* [Énoncé 1]: Comptez les lignes des enregistrements ci-dessous qui contiennent la chaîne « steel ». Donnez uniquement ce nombre.

* [Texte à lire]:
|---|
Créer sous enseigne tout en possédant une part du réseau : c’est la proposition entrepreneuriale du commerce associé, forme contractuelle de type coopérative ou assimilé.
Nous vous expliquons les particularités de ce mode de création d’entreprise en réseau, qui représente aujourd’hui 30 % du commerce de détail.
Plus de 130 ans d’existence
Dans la seconde partie du XIXe siècle, l’apparition de coopératives de commerçants, plus ancienne forme de commerce organisé, coïncide avec la première société d’achats en commun, la Société Rémoise de l’épicerie, vins et spiritueux en 1885. Dans la foulée, des joailliers indépendants se regroupent pour faire de la réclame ensemble, ainsi que garantir et maximiser leur développement.
« L’essor se produit à partir des années 60, avec la forte accélération de la consommation et la montée en puissance de la grande distribution. Dans ce contexte, l’enseigne Edouard Leclerc répond au défi des grandes enseignes intégrées, consolidant ainsi le modèle associé coopératif.
Si le terme « coopératif » est connoté positivement, tout en sonnant aujourd’hui comme désuet ou anachronique, les groupements de commerçants sont passées de 10% du commerce de détail au début du XXe siècle, à 30% aujourd’hui. Ce modèle performant reste la forme ayant connu la croissance la plus importante des vingt dernières années. Il reste pourtant le moins connu de tous ! », s’étonne Olivier Urrutia, délégué général de la Fédération du Commerce Coopératif et Associé (FCA).
Principe « un homme, une voix »
L’alternative du commerce coopératif et associé, par rapport à la franchise, se pose pour tout futur chef d’entreprise, désirant allier la réactivité d’un acteur de proximité avec la puissance d’un grand groupe, en bénéficiant de la notoriété d’une marque.
« S’il a envie de s’impliquer, au-delà de l’exploitation de sa propre activité, dans le développement de l’enseigne et du réseau, alors le commerce coopératif et associé s’impose. Comme chaque adhérent possède une part du capital de la société tête de réseau, on dit de ce fonctionnement qu’il est horizontal. Contrairement à celui de la franchise, vertical vis-à-vis d’un franchiseur qui est seul maître des orientations stratégiques.
Dans le système coopératif, en raison du principe « un homme, une voix » – quelle que soit la taille et le nombre de ses exploitations, tout membre du groupement ne possède qu’une seule voix pour voter les décisions en assemblée générale. Chaque adhérent possède les mêmes droits que les autres », détaille Nicolas Nadal, avocat et fondateur du cabinet 17-77.
Une logique de redistribution
Un groupement d’indépendants de type coopérative ou assimilé ne répond pas à un schéma contractuel classique. Il s’agit d’associés qui souscrivent une part du capital d’une même société délivrant des services à tous ses membres, selon un montant et des cotisations fixés par eux-mêmes.
« Ainsi, toute évolution des cotisations doit être par exemple expliquée et justifiée avant d’être proposée au vote durant l’Assemblée Générale pour mise en œuvre. Dans certains groupements d’associés, un droit d’entrée est demandé, comme en franchise, à la différence que cette somme est réinvestie au bénéfice de tous les membres de l’enseigne.
|---|
* [Énoncé 2]: Selon le texte sur le commerce associé, quelle fut la première société d'achats en commun, et en quelle année vit-elle le jour ?

Données enregistrées
|---|
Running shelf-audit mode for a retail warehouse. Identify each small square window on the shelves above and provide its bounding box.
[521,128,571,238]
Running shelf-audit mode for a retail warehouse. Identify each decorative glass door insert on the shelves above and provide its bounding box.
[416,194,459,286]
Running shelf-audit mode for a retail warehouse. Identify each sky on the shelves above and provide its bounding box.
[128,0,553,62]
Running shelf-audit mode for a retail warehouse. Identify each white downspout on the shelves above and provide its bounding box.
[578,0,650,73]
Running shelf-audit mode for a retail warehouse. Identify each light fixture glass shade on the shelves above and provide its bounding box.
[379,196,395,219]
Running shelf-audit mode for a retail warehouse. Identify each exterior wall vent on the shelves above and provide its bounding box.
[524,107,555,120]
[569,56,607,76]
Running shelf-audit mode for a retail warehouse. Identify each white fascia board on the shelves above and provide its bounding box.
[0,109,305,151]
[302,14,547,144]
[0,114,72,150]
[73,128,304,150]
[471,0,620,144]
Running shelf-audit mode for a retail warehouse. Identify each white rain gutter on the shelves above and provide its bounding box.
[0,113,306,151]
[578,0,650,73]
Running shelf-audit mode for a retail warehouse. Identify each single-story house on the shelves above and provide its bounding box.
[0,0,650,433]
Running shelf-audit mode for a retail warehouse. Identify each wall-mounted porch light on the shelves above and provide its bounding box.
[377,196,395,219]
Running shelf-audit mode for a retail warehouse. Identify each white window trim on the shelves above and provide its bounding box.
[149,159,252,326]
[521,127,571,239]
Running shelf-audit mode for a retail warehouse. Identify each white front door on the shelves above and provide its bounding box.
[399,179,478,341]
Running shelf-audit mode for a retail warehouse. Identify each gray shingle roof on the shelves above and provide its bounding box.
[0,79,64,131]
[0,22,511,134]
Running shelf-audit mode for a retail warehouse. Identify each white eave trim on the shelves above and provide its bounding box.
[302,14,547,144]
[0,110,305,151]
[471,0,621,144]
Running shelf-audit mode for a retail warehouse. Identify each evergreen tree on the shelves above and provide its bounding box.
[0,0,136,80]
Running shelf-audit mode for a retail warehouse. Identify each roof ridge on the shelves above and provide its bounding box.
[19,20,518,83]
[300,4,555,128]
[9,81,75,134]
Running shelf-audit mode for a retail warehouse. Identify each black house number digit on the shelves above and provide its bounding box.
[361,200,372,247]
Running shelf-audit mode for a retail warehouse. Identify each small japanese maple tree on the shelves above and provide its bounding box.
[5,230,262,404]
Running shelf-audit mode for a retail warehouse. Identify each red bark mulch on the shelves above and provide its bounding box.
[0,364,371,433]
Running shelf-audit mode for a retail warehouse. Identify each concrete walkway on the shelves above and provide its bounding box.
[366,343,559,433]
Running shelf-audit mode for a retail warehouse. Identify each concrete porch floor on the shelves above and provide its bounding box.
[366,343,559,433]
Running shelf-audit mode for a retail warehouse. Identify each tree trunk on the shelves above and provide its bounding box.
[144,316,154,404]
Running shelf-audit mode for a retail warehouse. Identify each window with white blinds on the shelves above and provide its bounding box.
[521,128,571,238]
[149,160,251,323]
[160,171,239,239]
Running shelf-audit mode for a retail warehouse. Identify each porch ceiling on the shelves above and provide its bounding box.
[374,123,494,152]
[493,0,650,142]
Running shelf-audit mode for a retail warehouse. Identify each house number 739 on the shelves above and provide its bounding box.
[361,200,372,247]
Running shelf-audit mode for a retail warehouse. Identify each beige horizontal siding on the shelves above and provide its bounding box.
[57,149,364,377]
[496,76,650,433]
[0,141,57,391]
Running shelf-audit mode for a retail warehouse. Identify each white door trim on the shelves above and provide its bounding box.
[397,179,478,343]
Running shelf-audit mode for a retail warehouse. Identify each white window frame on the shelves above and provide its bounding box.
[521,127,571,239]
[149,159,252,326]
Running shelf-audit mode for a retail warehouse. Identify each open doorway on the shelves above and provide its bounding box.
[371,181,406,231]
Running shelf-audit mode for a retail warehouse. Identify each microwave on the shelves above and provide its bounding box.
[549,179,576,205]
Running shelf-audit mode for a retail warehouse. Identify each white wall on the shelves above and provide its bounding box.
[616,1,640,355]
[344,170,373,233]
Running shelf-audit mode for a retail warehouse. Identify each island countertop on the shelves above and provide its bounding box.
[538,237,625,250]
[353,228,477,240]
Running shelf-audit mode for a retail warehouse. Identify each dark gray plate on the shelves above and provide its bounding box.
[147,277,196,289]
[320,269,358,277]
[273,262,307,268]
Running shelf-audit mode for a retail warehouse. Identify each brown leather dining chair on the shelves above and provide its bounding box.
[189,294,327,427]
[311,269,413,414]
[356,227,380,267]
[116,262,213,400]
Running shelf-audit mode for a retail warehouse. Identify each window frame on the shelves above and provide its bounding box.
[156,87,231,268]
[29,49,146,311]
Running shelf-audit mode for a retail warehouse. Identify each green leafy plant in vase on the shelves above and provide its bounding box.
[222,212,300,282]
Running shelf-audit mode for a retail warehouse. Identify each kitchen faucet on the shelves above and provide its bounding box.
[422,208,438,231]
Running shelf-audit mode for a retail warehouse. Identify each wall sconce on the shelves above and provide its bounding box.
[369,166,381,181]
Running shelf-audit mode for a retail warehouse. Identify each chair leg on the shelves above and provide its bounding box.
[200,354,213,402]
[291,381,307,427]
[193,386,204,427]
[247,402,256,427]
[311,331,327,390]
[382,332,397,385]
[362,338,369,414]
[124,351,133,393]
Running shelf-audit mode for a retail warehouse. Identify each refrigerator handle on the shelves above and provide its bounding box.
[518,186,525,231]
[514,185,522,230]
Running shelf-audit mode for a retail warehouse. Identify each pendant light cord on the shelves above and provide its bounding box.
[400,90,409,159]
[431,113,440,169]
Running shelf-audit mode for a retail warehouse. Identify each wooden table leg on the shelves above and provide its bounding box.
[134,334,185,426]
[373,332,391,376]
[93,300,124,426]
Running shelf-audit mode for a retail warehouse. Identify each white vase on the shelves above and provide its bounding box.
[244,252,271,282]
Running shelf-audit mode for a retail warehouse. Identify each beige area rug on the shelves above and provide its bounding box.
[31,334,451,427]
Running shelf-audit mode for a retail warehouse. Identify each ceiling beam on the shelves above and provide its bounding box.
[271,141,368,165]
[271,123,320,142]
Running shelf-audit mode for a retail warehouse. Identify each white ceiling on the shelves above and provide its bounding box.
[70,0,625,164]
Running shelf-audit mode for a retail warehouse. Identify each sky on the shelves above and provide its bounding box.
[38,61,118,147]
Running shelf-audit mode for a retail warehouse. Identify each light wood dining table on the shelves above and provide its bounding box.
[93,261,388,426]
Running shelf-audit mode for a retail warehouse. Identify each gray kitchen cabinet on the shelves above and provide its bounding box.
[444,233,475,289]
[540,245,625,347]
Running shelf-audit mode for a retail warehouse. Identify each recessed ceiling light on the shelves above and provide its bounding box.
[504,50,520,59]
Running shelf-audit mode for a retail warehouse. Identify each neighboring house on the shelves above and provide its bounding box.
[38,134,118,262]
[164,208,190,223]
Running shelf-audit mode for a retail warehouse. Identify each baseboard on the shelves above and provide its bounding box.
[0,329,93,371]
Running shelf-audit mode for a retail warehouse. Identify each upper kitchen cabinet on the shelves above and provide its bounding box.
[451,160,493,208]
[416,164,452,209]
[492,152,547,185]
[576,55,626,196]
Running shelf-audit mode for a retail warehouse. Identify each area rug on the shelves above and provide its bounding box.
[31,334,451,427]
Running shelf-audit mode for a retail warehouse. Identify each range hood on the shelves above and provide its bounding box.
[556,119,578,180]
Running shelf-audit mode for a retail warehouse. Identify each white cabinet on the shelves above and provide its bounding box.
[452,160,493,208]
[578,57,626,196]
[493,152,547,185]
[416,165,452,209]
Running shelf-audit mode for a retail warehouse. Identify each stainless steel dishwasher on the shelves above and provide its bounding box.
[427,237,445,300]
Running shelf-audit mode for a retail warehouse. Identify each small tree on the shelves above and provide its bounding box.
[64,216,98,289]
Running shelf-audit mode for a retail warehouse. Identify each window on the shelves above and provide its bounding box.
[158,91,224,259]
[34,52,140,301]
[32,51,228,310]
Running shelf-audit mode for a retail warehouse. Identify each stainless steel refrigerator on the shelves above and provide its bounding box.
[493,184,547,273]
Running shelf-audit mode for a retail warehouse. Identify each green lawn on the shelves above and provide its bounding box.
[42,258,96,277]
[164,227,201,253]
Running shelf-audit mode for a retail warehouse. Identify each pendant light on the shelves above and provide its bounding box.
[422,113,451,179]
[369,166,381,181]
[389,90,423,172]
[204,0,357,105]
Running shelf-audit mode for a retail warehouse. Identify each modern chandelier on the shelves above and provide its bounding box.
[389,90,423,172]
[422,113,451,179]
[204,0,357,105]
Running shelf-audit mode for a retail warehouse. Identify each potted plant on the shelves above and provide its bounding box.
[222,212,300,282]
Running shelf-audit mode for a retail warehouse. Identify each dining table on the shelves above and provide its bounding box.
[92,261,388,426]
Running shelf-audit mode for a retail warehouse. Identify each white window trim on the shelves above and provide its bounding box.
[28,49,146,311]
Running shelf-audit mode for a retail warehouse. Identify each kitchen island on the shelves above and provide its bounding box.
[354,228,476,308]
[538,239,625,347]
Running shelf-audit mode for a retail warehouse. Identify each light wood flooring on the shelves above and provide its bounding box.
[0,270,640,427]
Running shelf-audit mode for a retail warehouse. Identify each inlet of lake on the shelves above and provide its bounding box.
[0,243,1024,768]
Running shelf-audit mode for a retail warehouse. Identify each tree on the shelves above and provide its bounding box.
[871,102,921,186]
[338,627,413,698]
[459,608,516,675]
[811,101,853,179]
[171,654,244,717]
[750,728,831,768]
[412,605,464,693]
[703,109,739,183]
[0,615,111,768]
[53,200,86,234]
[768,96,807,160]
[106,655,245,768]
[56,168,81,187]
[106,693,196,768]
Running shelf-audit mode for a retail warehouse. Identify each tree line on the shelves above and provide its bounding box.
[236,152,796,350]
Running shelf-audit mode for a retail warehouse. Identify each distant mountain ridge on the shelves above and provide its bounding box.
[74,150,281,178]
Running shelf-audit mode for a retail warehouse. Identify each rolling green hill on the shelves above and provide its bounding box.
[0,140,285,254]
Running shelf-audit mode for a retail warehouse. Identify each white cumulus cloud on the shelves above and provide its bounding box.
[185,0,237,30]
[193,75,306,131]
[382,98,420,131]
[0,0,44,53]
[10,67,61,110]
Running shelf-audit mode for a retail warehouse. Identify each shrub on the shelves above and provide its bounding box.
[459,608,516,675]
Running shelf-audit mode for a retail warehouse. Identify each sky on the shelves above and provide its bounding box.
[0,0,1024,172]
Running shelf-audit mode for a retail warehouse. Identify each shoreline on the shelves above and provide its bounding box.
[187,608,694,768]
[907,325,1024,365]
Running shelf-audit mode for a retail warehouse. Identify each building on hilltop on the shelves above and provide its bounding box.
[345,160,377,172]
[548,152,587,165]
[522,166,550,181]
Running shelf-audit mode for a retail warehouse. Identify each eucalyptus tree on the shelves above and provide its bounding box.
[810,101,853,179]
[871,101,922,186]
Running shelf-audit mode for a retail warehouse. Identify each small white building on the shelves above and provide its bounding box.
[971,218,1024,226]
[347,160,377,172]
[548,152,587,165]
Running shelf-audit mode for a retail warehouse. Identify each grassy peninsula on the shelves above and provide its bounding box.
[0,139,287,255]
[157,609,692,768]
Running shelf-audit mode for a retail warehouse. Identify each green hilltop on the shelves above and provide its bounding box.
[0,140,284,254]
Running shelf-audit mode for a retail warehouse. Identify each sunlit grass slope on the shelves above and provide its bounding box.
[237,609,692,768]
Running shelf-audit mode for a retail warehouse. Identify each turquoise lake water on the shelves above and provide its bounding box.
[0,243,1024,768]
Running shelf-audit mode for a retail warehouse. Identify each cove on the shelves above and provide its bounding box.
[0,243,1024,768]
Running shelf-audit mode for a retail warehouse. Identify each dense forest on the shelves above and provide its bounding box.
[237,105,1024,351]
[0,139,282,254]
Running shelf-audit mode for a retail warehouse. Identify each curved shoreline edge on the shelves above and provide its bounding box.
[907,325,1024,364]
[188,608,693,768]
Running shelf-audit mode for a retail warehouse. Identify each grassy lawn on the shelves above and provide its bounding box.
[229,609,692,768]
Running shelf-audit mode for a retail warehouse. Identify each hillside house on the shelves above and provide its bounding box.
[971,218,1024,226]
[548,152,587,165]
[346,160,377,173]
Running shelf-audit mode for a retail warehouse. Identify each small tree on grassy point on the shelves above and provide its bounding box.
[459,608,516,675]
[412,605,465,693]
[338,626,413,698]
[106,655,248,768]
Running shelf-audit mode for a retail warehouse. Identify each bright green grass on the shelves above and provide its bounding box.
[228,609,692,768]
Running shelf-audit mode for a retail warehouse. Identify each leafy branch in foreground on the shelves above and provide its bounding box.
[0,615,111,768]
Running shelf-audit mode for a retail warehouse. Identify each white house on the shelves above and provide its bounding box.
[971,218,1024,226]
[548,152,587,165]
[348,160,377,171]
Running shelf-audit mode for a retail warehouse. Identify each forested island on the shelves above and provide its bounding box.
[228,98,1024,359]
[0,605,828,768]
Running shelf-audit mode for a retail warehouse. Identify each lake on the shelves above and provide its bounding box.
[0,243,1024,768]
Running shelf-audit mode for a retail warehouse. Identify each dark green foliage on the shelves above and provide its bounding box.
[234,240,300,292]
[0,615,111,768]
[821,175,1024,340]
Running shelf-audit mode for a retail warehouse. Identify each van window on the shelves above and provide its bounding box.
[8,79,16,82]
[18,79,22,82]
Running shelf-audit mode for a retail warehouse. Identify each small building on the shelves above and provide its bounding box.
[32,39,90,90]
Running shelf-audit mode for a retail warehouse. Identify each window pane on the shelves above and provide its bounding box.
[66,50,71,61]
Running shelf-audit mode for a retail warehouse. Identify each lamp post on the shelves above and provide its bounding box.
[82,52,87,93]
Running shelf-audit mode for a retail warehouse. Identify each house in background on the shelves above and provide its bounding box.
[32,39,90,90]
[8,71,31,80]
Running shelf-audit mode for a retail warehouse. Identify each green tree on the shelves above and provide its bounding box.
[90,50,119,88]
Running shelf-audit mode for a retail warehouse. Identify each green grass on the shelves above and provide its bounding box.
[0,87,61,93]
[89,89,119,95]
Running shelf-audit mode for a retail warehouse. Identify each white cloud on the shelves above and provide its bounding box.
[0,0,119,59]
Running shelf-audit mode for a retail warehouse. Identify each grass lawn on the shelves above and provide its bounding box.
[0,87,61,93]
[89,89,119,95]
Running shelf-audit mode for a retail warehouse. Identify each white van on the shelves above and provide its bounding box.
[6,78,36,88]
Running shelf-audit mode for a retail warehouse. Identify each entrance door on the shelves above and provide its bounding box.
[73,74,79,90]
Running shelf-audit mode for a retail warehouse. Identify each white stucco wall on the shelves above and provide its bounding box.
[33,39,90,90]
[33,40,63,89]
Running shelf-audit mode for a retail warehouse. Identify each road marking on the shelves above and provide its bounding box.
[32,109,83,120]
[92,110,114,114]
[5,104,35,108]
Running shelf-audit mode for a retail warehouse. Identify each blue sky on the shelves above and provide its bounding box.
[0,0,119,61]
|---|
* [Corrigé complet 1]: 2

* [Corrigé complet 2]: La Société Rémoise de l'épicerie, vins et spiritueux, en 1885.